**READING PASSAGE**.
+===+

John Allan Hobson | |
Birth Date: | 3 June 1933 |
Field: | Psychiatry and dream research |
John Allan Hobson (June 3, 1933 – July 7, 2021[1]) was an American psychiatrist and dream researcher. He was known for his research on rapid eye movement sleep. He was Professor of Psychiatry, Emeritus, Harvard Medical School, and Professor, Department of Psychiatry, Beth Israel Deaconess Medical Center.
Hobson grew up in Hartford, Connecticut.[2] In 1955 he obtained his A.B. degree from Wesleyan University. Four years later he earned his MD degree at Harvard Medical School in 1959.
For the following two years he interned at Bellevue Hospital Center, New York. Then in 1960, he was a resident in Psychiatry at Massachusetts Mental Health Center in Boston for a year. Hobson then traveled to France where he was a Special Fellow of the National Institute of Mental Health for the Department of Physiology at the University of Lyon.
Upon returning to the United States, he went back to the Psychiatry at Massachusetts Mental Health Center in Boston until 1966.
He worked in numerous hospitals and research laboratories over the years and became the Director of the Laboratory of Neurophysiology at the Massachusetts Mental Health Center.[3]
Hobson received four awards for his work:[2]
Hobson's sense of humor was shown in such quips as: “The only known function of sleep is to cure sleepiness".[4]
See also: Activation-synthesis hypothesis. In addition to his many paid appointments, Hobson was actively involved with four groups relating to his neurological sleep research: the Society Memberships, the Society for Neuroscience, the Society for Sleep Research, the AAAS, and the International Association for the Study of Dreams (IASD), for which he used to be president.[5]
See also: Dream consciousness. Hobson's research specialty was quantifying mental events and correlating them with quantified brain events, with special reference to waking, sleeping and dreaming. Hobson's recent work[6] [7] puts forward the idea that during dreaming, different aspects of the conscious mind, Primary consciousness and Secondary consciousness, which are distinct from unified qualia, enter a self-referential interplay where by one constantly creates the environment of another. In this way, secondary consciousness performs the role of the dream environment itself, with the primary consciousness, not usually involved in self-awareness in waking life, becoming the object of conscious identity.
This process transpires for multiple reasons, but the primary one suggested is as a means to reductively simplify and stabilise the ideas learned in waking consciousness to less computationally complex ones, to improve overall system stability and reduce computational entropy, or free energy. Free energy is proposed by Hobson and Friston[7] to correlate with capacity for an organism to experience shock or surprise. Thus, for humans, the process of daily learning becomes unsustainable without a corresponding process to revert from these neuroplastic increases in complexity.
Since 2009, he had been developing his theory of 'proto-consciousness.' According to this theory, dreaming is the most readily available representative of primary or proto-consciousness. Primary or proto-consciousness represents a relatively more primitive stage of consciousness that develops earlier in both evolutionary and ontological terms. In Psychodynamic Neurology (2015), he discussed the little-studied yet crucial role that proto-consciousness plays in overseeing and organizing the intricately complex growth of the individual, from zygote to fetus, through the trimesters in utero, and following parturition, and draws parallels with analogous phases of development in animals such as cats.

+===+

**TASK INSTRUCTIONS**.
(A) Decide whether each statement agrees with the biography of John Allan Hobson, giving yes or no and quoting the words that settle it. (i) Hobson grew up in Hartford, Connecticut. (ii) Hobson interned at Bellevue Hospital Center for one year. (iii) Hobson began developing his theory of proto-consciousness in 2009.
(B) According to the biography of John Allan Hobson, what post did he come to hold at the Massachusetts Mental Health Center?

**INFORMATION PROVIDED**.
+===+

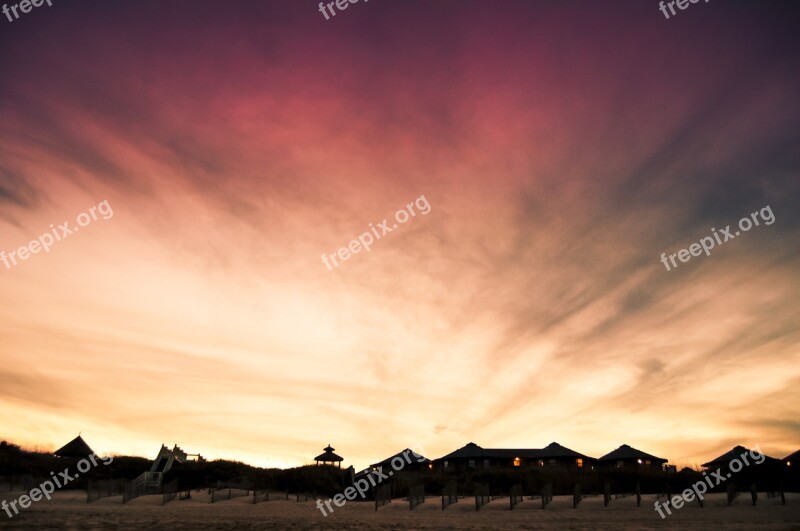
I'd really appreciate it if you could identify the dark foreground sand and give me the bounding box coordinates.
[0,492,800,531]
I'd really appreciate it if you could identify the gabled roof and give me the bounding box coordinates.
[54,435,94,457]
[437,442,591,461]
[371,448,430,467]
[701,446,778,467]
[539,442,591,459]
[439,442,487,460]
[600,444,667,463]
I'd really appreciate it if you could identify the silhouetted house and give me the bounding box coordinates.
[314,444,344,468]
[781,450,800,469]
[599,444,667,470]
[537,443,597,468]
[369,448,431,471]
[150,444,204,474]
[433,442,596,472]
[54,435,94,459]
[702,446,781,474]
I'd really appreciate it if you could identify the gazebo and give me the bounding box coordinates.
[314,444,344,468]
[54,435,94,459]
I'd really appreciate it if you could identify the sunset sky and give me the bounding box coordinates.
[0,0,800,469]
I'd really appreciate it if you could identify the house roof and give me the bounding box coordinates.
[781,450,800,463]
[539,442,591,459]
[437,442,591,461]
[600,444,667,463]
[54,435,94,457]
[701,446,778,467]
[371,448,430,467]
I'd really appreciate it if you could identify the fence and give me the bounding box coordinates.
[122,472,161,503]
[86,479,125,503]
[161,478,192,505]
[253,490,289,503]
[572,483,583,509]
[408,485,425,511]
[0,474,45,492]
[475,484,491,511]
[508,483,523,511]
[542,483,553,509]
[375,485,392,511]
[211,487,250,503]
[442,481,458,511]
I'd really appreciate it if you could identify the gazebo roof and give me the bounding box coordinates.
[54,435,94,457]
[314,444,344,463]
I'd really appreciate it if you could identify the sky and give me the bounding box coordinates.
[0,0,800,469]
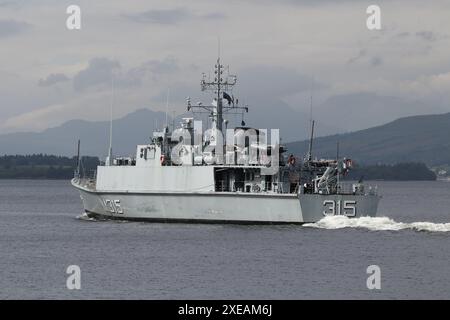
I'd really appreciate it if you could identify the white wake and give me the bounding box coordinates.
[303,216,450,232]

+===+

**ANSWERS BY ITEM**.
(A)
(i) Yes: "Hobson grew up in Hartford, Connecticut."
(ii) No: "For the following two years he interned at Bellevue Hospital Center, New York."
(iii) Yes: "Since 2009, he had been developing his theory of 'proto-consciousness.'"

(B) Director of the Laboratory of Neurophysiology